EXERCISE MATERIALS:
'''
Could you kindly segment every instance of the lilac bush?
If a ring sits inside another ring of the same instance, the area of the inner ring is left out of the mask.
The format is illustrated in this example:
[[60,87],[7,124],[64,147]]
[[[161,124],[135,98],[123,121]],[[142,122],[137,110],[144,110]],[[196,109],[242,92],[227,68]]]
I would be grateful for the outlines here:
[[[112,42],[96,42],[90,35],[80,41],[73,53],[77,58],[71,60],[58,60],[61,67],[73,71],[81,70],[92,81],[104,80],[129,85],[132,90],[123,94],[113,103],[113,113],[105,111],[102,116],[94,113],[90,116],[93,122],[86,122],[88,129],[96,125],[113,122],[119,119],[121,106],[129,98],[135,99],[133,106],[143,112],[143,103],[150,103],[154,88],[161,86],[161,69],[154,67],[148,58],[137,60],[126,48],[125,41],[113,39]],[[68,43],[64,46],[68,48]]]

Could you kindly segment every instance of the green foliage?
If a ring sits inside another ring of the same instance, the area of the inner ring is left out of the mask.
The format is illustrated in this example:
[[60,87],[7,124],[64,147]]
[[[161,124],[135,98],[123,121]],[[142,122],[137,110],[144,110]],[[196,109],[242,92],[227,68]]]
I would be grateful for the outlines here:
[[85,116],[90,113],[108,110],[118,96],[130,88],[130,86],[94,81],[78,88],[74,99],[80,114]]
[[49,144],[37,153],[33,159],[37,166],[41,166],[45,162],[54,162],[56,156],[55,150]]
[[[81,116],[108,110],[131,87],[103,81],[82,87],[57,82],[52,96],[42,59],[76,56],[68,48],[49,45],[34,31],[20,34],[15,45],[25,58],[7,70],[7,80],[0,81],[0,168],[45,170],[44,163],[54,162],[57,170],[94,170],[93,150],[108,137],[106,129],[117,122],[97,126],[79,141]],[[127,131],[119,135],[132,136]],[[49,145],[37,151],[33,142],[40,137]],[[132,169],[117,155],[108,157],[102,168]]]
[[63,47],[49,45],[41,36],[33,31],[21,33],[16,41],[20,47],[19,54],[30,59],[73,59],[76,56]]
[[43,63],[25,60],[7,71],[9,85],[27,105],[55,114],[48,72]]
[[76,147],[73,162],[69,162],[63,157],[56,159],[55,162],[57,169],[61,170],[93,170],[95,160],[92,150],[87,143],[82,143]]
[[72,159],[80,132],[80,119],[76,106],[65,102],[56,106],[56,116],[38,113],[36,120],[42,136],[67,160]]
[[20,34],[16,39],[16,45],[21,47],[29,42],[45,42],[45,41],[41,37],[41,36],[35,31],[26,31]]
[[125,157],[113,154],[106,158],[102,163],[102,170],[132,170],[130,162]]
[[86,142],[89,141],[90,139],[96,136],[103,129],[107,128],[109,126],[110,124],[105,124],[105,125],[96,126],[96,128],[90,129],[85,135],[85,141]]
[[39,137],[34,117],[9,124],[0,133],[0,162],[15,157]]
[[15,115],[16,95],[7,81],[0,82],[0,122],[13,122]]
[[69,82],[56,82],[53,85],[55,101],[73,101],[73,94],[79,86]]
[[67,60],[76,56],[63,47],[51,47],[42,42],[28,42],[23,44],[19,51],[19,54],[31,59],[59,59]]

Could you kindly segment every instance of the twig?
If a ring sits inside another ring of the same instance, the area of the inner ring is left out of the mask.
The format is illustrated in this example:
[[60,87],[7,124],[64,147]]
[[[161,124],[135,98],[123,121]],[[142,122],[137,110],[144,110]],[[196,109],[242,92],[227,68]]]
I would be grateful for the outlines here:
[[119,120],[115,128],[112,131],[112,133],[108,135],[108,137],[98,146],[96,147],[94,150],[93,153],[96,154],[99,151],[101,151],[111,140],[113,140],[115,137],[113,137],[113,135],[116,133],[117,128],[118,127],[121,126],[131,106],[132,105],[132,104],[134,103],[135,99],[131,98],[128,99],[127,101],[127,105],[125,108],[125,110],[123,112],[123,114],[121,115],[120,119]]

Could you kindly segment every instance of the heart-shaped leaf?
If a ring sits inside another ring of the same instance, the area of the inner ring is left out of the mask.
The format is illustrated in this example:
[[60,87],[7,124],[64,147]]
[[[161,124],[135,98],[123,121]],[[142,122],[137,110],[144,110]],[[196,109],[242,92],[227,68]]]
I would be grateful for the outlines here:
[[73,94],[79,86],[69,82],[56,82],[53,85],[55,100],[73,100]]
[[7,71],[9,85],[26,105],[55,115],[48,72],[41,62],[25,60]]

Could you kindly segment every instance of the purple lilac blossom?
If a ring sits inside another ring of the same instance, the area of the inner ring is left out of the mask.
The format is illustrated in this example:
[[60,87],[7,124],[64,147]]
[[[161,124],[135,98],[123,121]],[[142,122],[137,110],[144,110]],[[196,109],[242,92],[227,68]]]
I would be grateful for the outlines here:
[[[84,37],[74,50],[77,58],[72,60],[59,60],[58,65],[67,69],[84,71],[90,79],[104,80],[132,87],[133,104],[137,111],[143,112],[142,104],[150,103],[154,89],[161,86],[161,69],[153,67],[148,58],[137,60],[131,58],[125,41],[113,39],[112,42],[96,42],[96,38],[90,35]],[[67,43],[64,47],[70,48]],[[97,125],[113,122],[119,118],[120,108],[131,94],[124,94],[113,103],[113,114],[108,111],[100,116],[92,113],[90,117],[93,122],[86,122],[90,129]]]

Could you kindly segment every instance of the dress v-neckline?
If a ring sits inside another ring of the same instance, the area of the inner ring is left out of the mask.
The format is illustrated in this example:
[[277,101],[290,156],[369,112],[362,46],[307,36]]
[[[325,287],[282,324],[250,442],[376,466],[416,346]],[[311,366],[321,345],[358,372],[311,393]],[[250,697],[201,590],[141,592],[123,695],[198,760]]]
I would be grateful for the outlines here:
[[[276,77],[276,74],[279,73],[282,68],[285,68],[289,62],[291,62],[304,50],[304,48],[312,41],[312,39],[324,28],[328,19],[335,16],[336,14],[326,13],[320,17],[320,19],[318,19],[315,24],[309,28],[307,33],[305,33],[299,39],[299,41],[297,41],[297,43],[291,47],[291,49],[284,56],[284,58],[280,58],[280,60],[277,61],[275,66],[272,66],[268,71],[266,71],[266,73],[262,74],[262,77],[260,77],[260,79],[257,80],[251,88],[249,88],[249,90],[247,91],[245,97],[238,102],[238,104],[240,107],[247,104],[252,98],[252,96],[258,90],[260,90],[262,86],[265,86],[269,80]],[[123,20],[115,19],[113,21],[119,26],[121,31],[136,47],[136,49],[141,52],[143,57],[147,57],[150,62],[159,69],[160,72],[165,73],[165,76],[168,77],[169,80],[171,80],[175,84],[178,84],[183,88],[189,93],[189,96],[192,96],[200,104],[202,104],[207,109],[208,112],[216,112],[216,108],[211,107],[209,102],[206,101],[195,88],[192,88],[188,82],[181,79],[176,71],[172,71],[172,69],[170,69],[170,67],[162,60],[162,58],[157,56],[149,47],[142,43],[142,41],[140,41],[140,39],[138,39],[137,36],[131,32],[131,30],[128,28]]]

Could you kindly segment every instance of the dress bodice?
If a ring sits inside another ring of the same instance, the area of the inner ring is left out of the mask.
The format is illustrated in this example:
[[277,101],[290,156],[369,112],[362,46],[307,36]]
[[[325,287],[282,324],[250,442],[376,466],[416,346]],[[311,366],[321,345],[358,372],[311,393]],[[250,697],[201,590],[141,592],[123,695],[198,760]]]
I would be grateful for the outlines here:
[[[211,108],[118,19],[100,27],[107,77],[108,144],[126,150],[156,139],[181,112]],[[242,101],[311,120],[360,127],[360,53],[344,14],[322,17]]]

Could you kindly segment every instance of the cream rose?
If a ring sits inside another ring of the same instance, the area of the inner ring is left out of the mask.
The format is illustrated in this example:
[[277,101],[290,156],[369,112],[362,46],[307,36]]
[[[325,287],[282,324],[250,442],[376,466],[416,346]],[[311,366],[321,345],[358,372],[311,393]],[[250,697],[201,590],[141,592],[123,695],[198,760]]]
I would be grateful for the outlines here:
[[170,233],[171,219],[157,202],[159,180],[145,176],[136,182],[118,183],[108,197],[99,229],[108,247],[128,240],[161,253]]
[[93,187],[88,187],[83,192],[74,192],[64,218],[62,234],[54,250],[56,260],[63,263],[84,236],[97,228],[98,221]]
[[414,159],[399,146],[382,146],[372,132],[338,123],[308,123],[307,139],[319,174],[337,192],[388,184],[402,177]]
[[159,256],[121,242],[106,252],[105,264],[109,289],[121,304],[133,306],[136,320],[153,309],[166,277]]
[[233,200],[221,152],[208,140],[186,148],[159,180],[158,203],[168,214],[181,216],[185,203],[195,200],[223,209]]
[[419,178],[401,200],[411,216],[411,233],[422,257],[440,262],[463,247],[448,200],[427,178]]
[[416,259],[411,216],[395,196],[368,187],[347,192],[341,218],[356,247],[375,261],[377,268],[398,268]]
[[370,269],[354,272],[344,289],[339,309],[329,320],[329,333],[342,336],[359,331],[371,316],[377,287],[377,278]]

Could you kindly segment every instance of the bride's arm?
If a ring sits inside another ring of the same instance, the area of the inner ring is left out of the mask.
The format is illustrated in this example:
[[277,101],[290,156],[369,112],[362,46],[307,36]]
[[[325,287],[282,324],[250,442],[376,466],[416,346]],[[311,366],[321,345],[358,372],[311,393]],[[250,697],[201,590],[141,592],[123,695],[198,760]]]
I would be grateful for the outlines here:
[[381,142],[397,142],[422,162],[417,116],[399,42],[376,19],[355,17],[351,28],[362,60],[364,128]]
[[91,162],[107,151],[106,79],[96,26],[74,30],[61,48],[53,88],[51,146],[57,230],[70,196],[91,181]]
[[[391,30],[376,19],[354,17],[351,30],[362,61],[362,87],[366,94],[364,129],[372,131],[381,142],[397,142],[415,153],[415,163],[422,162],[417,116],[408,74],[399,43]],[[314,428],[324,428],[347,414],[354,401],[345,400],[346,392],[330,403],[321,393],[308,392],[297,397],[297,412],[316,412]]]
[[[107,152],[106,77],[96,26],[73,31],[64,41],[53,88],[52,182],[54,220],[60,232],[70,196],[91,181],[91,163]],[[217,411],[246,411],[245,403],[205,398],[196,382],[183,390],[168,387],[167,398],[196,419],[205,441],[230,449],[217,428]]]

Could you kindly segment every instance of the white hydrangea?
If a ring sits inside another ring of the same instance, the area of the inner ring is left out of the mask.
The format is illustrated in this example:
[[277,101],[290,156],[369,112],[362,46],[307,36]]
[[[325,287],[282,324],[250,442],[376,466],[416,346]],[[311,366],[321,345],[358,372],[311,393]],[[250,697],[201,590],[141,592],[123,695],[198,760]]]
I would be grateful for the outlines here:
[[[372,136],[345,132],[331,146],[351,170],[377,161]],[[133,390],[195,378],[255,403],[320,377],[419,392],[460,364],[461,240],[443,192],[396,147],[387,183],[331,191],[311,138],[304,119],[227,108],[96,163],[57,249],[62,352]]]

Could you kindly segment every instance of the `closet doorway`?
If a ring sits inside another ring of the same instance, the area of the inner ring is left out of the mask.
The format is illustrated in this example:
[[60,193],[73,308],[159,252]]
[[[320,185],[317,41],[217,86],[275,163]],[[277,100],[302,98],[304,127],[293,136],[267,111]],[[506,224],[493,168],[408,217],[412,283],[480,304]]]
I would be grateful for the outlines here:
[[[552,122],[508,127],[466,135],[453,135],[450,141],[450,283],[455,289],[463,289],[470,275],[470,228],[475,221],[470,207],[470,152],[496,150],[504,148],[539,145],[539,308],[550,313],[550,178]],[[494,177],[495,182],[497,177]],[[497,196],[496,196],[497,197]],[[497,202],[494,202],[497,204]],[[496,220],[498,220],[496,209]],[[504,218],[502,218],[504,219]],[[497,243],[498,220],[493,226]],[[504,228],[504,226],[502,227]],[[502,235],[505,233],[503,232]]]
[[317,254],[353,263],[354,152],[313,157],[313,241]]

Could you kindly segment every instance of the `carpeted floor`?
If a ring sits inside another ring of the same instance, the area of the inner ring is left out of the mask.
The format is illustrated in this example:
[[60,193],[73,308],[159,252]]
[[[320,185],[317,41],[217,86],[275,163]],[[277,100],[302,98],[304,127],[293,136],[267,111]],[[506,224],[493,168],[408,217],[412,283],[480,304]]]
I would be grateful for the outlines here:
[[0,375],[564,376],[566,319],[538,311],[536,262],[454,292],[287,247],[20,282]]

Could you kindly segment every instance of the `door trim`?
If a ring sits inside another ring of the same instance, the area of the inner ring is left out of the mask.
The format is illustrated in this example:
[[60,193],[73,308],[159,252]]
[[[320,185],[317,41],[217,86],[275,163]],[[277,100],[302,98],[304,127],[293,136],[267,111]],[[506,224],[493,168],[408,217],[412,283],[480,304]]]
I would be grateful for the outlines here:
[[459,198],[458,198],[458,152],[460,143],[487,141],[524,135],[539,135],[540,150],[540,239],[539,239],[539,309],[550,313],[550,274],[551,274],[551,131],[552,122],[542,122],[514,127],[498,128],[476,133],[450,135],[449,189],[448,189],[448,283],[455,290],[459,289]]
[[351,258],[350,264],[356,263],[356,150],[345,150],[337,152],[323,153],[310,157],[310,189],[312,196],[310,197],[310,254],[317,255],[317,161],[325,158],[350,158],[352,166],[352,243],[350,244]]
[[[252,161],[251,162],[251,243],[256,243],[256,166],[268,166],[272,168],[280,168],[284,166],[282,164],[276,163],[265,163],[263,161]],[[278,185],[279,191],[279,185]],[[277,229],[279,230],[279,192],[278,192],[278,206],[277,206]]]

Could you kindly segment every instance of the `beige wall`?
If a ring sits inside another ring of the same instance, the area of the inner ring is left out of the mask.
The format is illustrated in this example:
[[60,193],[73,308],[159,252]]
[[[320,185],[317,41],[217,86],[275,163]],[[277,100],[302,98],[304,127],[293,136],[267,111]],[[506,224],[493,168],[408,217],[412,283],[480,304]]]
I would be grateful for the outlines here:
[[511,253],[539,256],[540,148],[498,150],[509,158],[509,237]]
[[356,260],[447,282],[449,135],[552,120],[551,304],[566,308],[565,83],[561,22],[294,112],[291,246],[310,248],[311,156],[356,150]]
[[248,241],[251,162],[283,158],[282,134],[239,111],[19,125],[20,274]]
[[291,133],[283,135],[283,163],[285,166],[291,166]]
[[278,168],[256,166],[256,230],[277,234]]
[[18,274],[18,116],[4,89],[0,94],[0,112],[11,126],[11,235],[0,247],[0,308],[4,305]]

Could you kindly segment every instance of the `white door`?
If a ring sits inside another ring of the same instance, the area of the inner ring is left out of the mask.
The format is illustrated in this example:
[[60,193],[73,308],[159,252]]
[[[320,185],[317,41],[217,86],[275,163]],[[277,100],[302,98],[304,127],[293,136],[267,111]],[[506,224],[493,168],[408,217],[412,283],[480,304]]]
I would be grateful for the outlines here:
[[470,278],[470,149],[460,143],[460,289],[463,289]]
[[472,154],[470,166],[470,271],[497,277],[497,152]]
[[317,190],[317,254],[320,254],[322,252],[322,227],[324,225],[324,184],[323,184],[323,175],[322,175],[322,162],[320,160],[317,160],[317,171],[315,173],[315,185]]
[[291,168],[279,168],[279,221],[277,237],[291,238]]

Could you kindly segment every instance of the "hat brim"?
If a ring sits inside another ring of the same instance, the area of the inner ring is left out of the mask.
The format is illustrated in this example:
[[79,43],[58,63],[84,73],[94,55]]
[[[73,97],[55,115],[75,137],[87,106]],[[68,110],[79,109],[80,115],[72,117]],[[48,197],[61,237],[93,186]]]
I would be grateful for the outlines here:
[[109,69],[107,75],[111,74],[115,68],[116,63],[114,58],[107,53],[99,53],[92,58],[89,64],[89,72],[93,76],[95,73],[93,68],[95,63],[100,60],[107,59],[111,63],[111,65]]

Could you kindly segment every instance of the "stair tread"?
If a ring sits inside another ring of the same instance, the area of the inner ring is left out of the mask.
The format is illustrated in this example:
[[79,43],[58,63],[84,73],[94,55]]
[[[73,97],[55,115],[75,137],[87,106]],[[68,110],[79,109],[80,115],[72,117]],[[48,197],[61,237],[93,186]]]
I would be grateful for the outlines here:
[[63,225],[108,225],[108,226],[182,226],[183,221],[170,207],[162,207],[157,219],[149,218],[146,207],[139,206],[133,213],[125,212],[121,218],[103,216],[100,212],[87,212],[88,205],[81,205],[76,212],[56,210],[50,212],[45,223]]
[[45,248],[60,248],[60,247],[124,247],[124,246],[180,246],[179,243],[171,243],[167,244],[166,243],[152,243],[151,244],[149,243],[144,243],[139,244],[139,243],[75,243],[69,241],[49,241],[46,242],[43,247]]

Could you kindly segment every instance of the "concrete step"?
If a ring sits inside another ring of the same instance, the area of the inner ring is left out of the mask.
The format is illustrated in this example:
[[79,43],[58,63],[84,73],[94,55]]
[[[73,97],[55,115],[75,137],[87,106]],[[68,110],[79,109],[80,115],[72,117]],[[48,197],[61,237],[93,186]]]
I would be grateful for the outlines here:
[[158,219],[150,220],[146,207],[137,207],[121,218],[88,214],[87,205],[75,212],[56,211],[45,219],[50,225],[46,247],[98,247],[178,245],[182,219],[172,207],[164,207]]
'''
Return each line from the entries above that contains the word "white".

Could you kindly segment every instance of the white hydrangea?
Could you kindly segment every instance of the `white door`?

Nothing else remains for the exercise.